::: Entries provided :::
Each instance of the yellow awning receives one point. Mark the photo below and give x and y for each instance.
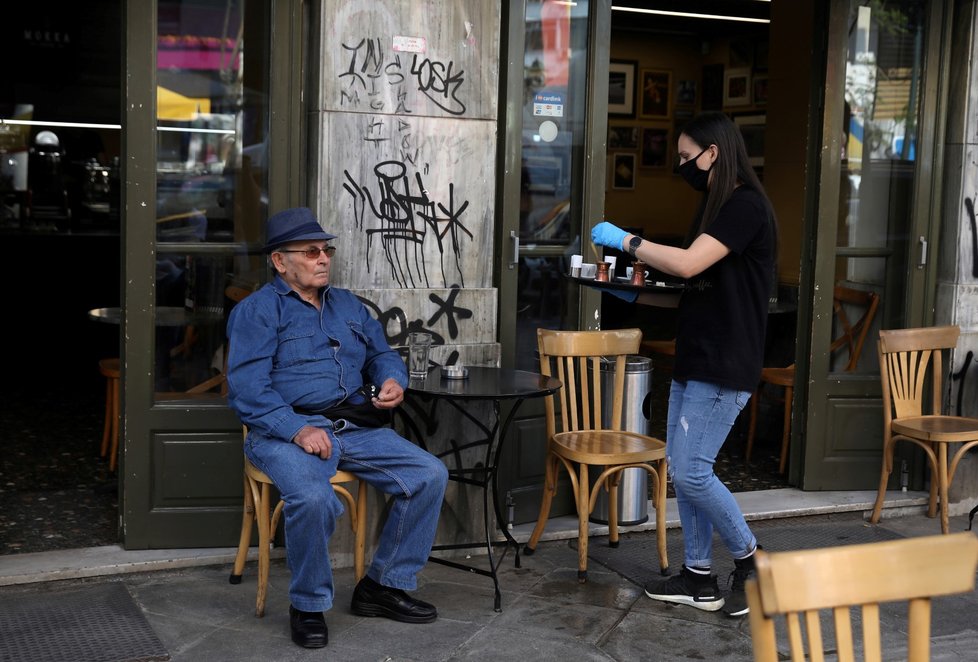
(173, 106)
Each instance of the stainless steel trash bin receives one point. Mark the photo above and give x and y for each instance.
(633, 490)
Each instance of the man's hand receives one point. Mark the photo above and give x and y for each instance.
(391, 394)
(606, 234)
(314, 441)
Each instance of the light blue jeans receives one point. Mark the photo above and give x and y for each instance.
(415, 478)
(699, 420)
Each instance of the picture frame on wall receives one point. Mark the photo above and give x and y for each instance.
(624, 137)
(760, 90)
(713, 86)
(752, 128)
(655, 148)
(736, 87)
(686, 93)
(655, 86)
(623, 171)
(621, 88)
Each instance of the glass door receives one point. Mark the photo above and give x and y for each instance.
(560, 83)
(199, 183)
(877, 216)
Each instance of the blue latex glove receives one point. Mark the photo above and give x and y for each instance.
(606, 234)
(625, 295)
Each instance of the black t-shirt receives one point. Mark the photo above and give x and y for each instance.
(723, 311)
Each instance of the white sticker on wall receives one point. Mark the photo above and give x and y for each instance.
(548, 104)
(409, 44)
(547, 131)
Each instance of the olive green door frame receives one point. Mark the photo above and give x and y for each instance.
(180, 474)
(521, 464)
(837, 417)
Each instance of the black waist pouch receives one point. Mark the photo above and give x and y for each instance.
(363, 415)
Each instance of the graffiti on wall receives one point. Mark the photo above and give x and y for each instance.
(969, 205)
(398, 210)
(373, 75)
(397, 326)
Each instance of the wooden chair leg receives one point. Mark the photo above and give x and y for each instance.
(661, 487)
(549, 489)
(360, 531)
(884, 479)
(752, 428)
(614, 480)
(107, 425)
(244, 541)
(583, 499)
(114, 433)
(786, 434)
(943, 486)
(264, 541)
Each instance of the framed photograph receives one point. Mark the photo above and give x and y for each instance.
(655, 148)
(655, 86)
(713, 87)
(621, 88)
(623, 171)
(686, 93)
(752, 128)
(623, 137)
(760, 89)
(736, 87)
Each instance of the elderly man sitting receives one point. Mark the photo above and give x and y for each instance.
(303, 360)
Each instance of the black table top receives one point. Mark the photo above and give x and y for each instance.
(485, 383)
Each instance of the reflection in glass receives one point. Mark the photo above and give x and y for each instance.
(554, 102)
(212, 124)
(884, 71)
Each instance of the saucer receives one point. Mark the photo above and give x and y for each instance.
(454, 372)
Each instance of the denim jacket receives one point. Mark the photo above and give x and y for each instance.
(283, 353)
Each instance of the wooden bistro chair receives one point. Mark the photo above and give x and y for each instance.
(257, 508)
(909, 360)
(109, 368)
(577, 440)
(851, 340)
(796, 586)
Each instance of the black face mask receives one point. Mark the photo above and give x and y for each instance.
(698, 179)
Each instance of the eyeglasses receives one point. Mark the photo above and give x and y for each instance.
(313, 252)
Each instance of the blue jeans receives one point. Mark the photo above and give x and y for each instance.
(413, 477)
(699, 420)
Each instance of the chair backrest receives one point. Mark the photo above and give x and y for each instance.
(906, 356)
(853, 335)
(796, 585)
(575, 358)
(219, 381)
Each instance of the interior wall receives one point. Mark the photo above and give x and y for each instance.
(661, 204)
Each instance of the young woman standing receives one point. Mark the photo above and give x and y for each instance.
(728, 262)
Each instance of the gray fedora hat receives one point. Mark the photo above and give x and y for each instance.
(297, 224)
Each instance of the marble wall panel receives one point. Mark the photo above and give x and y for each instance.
(410, 57)
(410, 199)
(462, 322)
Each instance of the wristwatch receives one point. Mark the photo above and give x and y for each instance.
(633, 245)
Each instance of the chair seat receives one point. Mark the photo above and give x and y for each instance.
(779, 376)
(608, 447)
(257, 509)
(935, 428)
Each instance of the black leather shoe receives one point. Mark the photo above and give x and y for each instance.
(308, 628)
(373, 599)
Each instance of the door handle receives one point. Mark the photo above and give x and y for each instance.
(516, 248)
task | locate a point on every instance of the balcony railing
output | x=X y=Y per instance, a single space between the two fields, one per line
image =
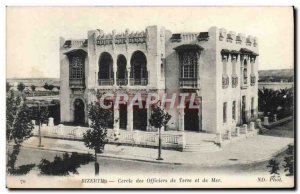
x=252 y=79
x=138 y=82
x=106 y=82
x=189 y=83
x=122 y=82
x=76 y=83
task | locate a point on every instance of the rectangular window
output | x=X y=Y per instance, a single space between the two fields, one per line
x=76 y=68
x=252 y=107
x=188 y=64
x=233 y=110
x=224 y=112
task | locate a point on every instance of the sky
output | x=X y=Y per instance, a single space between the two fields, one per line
x=33 y=32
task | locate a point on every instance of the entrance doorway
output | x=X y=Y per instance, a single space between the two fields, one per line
x=140 y=117
x=79 y=115
x=191 y=118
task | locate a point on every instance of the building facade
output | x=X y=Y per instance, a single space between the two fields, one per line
x=220 y=68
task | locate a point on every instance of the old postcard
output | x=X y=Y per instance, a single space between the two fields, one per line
x=150 y=97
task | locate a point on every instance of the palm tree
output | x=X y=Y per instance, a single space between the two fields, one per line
x=32 y=89
x=267 y=100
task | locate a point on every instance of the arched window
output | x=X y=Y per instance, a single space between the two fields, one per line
x=105 y=74
x=121 y=70
x=76 y=68
x=138 y=73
:::
[Activity]
Would you copy, word for word, only the lines above from the one containing "Each instance of the chair backrest" through the one containing "task | locate a point on every instance of the old", both included, and please leave out the pictures?

[Solution to this exercise]
Each instance of the chair backrest receives one point. Mark the photo above and give x and y for each instance.
(906, 356)
(853, 335)
(796, 585)
(575, 358)
(219, 381)
Each instance of the interior wall receives one point. Mark the photo above and give x and y for each instance.
(661, 204)
Each instance of the young woman standing receives one point. Mark the photo above and give x and y for each instance.
(728, 262)
Each instance of the gray fedora hat receives one point. Mark the photo above and give x and y for each instance.
(297, 224)
Each instance of the marble wall panel receives one point. Mark the photo above and give x and y for each instance.
(410, 57)
(410, 199)
(462, 322)
Each instance of the wristwatch receives one point. Mark the photo above and give x and y for each instance.
(633, 245)
Each instance of the chair seat receives one point. Mark the photo above and give x and y for each instance.
(779, 376)
(608, 447)
(257, 509)
(935, 428)
Each instance of the black leather shoe receives one point. Mark the photo above and give x and y for each instance.
(308, 628)
(373, 599)
Each instance of the door handle receives one point. Mark the photo above and give x and y for each instance.
(516, 248)
task | locate a point on every instance of the balcony railing
output | x=X y=Y per instance, a single space between the two fields, one per line
image =
x=252 y=79
x=138 y=82
x=106 y=82
x=189 y=83
x=122 y=82
x=76 y=83
task | locate a point on every instance of the rectangular window
output | x=X y=Y per instance, a single space between the two fields, one per line
x=76 y=68
x=252 y=107
x=188 y=64
x=233 y=110
x=224 y=112
task | locate a point on every instance of the sky
output | x=X y=Y per instance, a single space between the two fields, one per line
x=33 y=32
task | locate a point on every instance of the entrance doorway
output | x=X y=Y per instance, a single space between the two fields, one per line
x=140 y=117
x=79 y=115
x=191 y=118
task | locate a point on every instance of the building facade
output | x=X y=Y per instance, a single space between the two fields, one per line
x=220 y=68
task | locate a point on every instance of the old postcard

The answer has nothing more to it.